### EXERCISE REQUIREMENTS
**a.** Revise the article on nursing career paths between "My road has" and "legal nurse product.", inclusive, replacing "camaraderie" with "fellowship".
**b.** Answer the following questions using the article on nursing career paths:
(i) While in school, where did the author plan to work?
(ii) Whom do nurses spend significant time educating?
(iii) For how long has the author been certified?

### EXCERPT PROVIDED
►

© 2008 The Medical-Legal News
By Nancy Reisner, RN, CLNC
One thing that has always impressed me about the field of nursing is the unlimited opportunities and roads you can choose to go down. When I was in school, my plan was to work in a hospital at the bedside. I really didn’t stop to think of other options and I certainly had no idea that in 20 years I would need to use a map to find where I am today.
As most nurses can attest, one job leads to another. You take the skills you’ve learned and apply them to your next position, always building on your past experience. It’s sometimes surprising how these skills can cross over into very different applications at times. Much of what we do is to educate. We spend significant time educating our patients, our customers and ourselves. We learn even while we are educating. For those willing to “stretch” those skills, some very interesting jobs or even business opportunities can lie ahead.
My road has been a fairly winding one. I’ve always thought this helped to make me more “well rounded.” I’ve had a nice variety of past nursing positions that have led me to where I am now. Today I am working as a full time legal nurse consultant and have been certified for the past 10 years. I’ve always felt very strongly that education and certification in the specialty area you choose helps equip you to go forward and also assists in marketing yourself more effectively in that area. I have tried being a business owner and found that I like the support and camaraderie of a company and coworkers. I appreciate having the infrastructure that a larger company can provide (e.g., marketing staff and billing assistance). Fortunately, I have been able to team up with a company that shares my passion for this type of work and has supported and encouraged the development of a legal nurse product.

◄

[Saved entries]
►

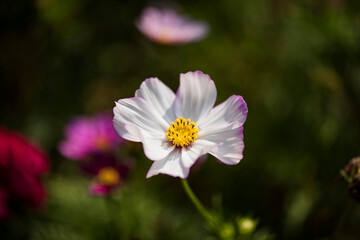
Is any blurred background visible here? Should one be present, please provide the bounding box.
[0,0,360,240]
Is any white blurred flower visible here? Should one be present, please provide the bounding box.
[136,7,208,45]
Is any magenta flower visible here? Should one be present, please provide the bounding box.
[136,7,208,45]
[0,129,48,219]
[83,155,130,196]
[59,113,123,160]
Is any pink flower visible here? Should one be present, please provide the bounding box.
[0,129,48,219]
[59,113,123,160]
[83,155,130,196]
[136,7,208,45]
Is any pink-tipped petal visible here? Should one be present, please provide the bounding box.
[199,123,244,165]
[135,78,176,124]
[146,149,189,178]
[175,71,216,123]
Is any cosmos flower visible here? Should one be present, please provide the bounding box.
[113,71,248,178]
[59,113,123,160]
[82,154,131,196]
[0,129,48,219]
[136,7,208,45]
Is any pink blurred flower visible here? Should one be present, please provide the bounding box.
[59,113,123,160]
[136,7,208,45]
[0,129,48,219]
[83,155,131,196]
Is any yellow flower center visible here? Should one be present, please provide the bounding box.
[98,167,120,186]
[95,137,110,152]
[165,117,199,147]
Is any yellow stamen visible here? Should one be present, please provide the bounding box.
[95,137,111,151]
[165,117,199,147]
[98,167,120,186]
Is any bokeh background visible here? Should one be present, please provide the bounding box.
[0,0,360,240]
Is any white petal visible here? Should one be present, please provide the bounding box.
[199,123,244,165]
[181,139,216,168]
[141,131,175,161]
[135,78,176,124]
[113,97,168,141]
[175,71,216,123]
[198,95,248,129]
[146,149,189,178]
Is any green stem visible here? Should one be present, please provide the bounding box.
[181,179,216,228]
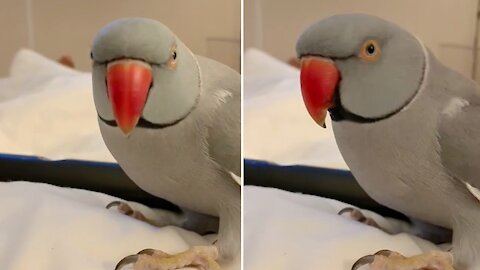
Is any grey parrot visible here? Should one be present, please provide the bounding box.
[91,18,241,270]
[296,14,480,270]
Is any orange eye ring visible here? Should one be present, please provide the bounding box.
[167,45,177,70]
[358,39,382,63]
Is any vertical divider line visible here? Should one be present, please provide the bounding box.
[25,0,35,50]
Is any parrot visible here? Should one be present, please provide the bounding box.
[296,13,480,270]
[91,17,241,270]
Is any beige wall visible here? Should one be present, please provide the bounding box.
[0,0,240,76]
[245,0,478,75]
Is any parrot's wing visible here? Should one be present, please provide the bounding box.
[438,101,480,200]
[197,56,241,180]
[207,87,241,179]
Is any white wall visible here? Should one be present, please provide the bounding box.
[0,0,241,76]
[245,0,477,75]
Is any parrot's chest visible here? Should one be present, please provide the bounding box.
[334,113,448,227]
[100,117,219,214]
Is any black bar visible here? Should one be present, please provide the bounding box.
[244,159,407,220]
[0,154,178,211]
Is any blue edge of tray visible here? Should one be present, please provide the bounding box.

◄

### RESPONSES IN ORDER
**a.**
My road has been a fairly winding one. I’ve always thought this helped to make me more “well rounded.” I’ve had a nice variety of past nursing positions that have led me to where I am now. Today I am working as a full time legal nurse consultant and have been certified for the past 10 years. I’ve always felt very strongly that education and certification in the specialty area you choose helps equip you to go forward and also assists in marketing yourself more effectively in that area. I have tried being a business owner and found that I like the support and fellowship of a company and coworkers. I appreciate having the infrastructure that a larger company can provide (e.g., marketing staff and billing assistance). Fortunately, I have been able to team up with a company that shares my passion for this type of work and has supported and encouraged the development of a legal nurse product.

**b.**
(i) In a hospital at the bedside.
(ii) Their patients, their customers and themselves.
(iii) For the past 10 years.